• [Source passage]
Historic district in Illinois, United States

The Garrison–Coronado–Haskell Historic District is a largely residential historic district in Rockford, Illinois, United States. Nearly half of the district is houses built between 1890 and 1900. 503 of its 564 buildings contribute to the district's historic fabric. George Haskell and Thomas Garrison were two of the earliest developers of the residential west side. The Garrison School and Valencia Court Apartments are part of the district.

==History==
The Garrison–Coronado–Haskell Historic District is in the northwest side of Rockford, Illinois. Large-scale residential development first came to the city in the late 1850s. Thomas Garrison was one of the early real estate developers for the west side; he is the namesake of the Garrison School in the district. Dr. George Haskell developed the land adjacent to Garrison's, south of Whitman Street. The decision of Haskell and Garrison to subdivide their property was probably prompted by the connection of the Galena and Chicago Union Railroad in 1852. Although land values increased, development was initially slow. The district was close to the west downtown district and featured a scattering of homes by 1871. Fifteen homes from this period survive, two in Italianate style.

• [Task prompt]
List every single year, not a decade, that the passage about the Rockford historic district gives.

• [Given information]

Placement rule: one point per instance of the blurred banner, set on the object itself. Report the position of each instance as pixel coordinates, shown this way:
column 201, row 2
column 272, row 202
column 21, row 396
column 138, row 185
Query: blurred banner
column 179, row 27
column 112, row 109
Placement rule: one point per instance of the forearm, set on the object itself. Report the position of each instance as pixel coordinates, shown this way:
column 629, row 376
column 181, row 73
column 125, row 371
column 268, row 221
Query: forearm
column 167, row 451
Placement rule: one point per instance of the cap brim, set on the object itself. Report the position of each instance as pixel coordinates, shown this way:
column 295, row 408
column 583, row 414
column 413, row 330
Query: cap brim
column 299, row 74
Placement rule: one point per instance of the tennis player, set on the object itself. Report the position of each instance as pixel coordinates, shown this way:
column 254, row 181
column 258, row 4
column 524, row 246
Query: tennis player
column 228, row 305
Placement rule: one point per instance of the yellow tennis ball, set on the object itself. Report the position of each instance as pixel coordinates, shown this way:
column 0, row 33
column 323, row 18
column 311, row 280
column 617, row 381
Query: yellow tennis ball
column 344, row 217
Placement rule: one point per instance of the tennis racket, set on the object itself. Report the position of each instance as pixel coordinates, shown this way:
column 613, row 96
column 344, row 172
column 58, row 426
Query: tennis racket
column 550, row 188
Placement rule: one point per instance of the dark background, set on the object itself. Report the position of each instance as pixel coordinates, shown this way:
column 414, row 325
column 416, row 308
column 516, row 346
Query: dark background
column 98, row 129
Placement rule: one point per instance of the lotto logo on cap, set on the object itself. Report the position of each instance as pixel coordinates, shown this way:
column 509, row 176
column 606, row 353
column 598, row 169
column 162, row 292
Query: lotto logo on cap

• [Exercise response]
1890, 1900, 1852, 1871